* **Your task**: Reproduce each of the entries below word for word, but leave the pictures out.

## Start Exercise inputs

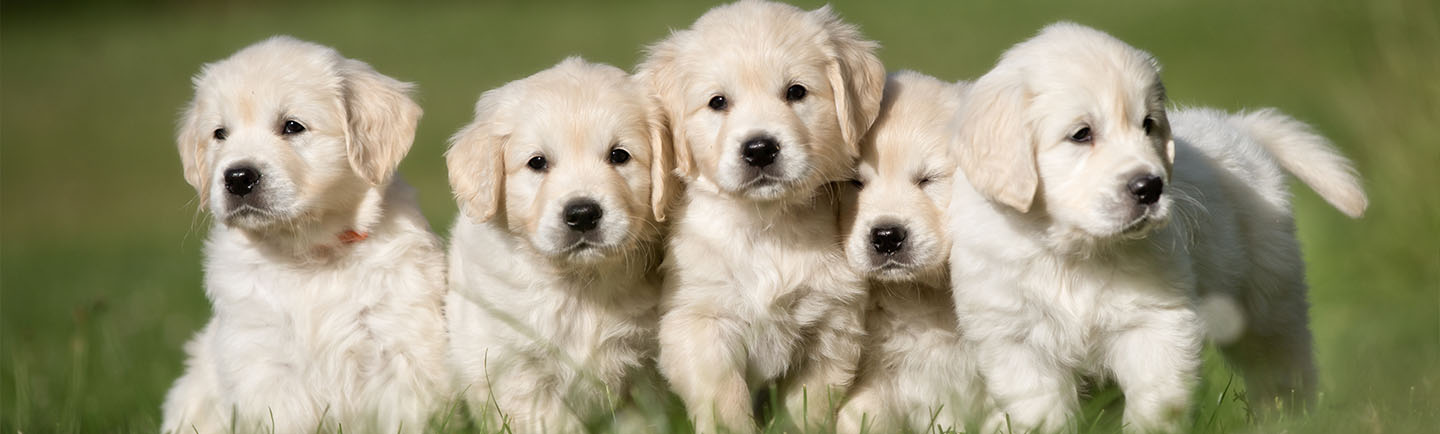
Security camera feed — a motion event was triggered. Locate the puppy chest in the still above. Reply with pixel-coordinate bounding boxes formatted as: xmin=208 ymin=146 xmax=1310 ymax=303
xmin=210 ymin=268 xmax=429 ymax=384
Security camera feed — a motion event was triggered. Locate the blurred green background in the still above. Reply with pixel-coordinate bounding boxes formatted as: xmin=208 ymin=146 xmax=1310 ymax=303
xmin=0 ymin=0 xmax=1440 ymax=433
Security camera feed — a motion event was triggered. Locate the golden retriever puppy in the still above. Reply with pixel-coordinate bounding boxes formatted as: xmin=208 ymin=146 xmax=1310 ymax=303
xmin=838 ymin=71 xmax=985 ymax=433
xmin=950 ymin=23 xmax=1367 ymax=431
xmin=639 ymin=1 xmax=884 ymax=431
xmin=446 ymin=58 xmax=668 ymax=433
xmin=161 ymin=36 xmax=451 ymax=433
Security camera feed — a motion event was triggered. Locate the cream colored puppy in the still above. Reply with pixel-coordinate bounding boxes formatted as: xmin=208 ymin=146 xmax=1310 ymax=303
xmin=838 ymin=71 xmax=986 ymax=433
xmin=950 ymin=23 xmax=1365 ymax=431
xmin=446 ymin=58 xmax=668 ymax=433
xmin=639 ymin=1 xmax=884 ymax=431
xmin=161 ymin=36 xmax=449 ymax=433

## End Exercise inputs

* **Response**:
Security camera feed — a motion event was triggered. Locate the puppy chest in the still above. Reply with pixel-coordinate bounding boxes formatted as: xmin=208 ymin=146 xmax=1310 ymax=303
xmin=210 ymin=268 xmax=429 ymax=384
Security camera feed — a motion event was triggered. Locate the blurred green background in the still above. Reply with pixel-coordinate bounding boxes formatted as: xmin=208 ymin=146 xmax=1310 ymax=303
xmin=0 ymin=0 xmax=1440 ymax=433
Security camera feed — a motion event was triggered. Locate the golden retriever puppy in the still above. Reply with pixel-coordinate bounding boxes formatted as: xmin=208 ymin=146 xmax=1310 ymax=303
xmin=838 ymin=71 xmax=985 ymax=433
xmin=950 ymin=23 xmax=1367 ymax=431
xmin=639 ymin=1 xmax=884 ymax=431
xmin=446 ymin=58 xmax=668 ymax=433
xmin=161 ymin=36 xmax=451 ymax=433
Security camera feed — a motion event was triggered. Locate the cream colored puppy in the still above. Reply with pixel-coordinate bounding boxes formatted as: xmin=208 ymin=146 xmax=1310 ymax=303
xmin=838 ymin=71 xmax=986 ymax=433
xmin=950 ymin=23 xmax=1365 ymax=431
xmin=446 ymin=58 xmax=668 ymax=433
xmin=639 ymin=1 xmax=884 ymax=431
xmin=161 ymin=36 xmax=449 ymax=433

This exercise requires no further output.